It is well known that raising children as a single parent is not optimal for either parent or child(ren). But just how bad is it? Researchers in Sweden, relying on data gleaned from nine years of mortality, severe morbidity, and hospital inpatient records of nearly a million Swedish children included in the Swedish national registers, set out to determine just how being raised by a single parent effects the health and welfare of children. It is worth noting at the outset, as the authors do, that "In 1999, a quarter of all Swedish 17-year-olds had experienced their parents' separation."
The researchers investigated 65,085 children living with the same single parent in both 1985 and 1990, and compared their findings with 921,257 children living with two parents in both years. The authors found that children of single parents had increased risks of psychiatric disease, suicide or suicide attempt, injury, and addiction.
Even after adjusting for a number of factors, including the parent's mental health, addiction, or socioeconomic status, children of single parents still faced much tougher odds than children raised in two-parent homes: "...girls with single parents were more than twice as likely to commit suicide and more than three times as likely to die from an addiction to drugs or alcohol than were girls with two parents. Boys of single parents were more than five times more likely to die from an addiction to drugs or alcohol, more than three times as likely to die from a fall or poisoning, and four times more likely to die from external violence...."

* **Data**
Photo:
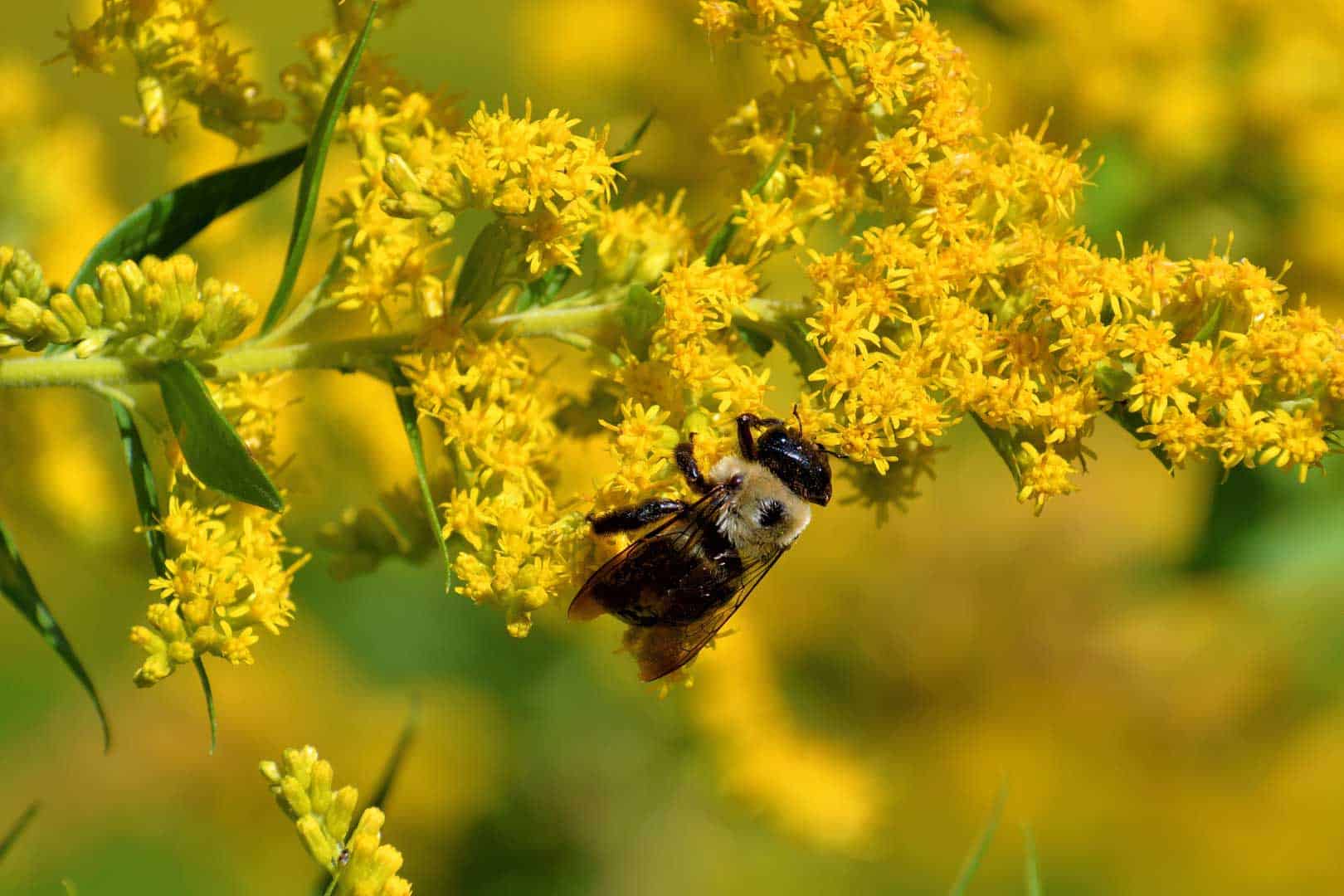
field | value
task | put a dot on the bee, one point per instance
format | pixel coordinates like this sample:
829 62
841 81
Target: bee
679 583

* **Exercise aim**
Rewrite the stretch from "The researchers investigated" through "injury, and addiction." in the text on single parenting in Sweden, replacing "psychiatric disease" with "mental illness". The rows are separate material from the text above.

* **Response to the task**
The researchers investigated 65,085 children living with the same single parent in both 1985 and 1990, and compared their findings with 921,257 children living with two parents in both years. The authors found that children of single parents had increased risks of mental illness, suicide or suicide attempt, injury, and addiction.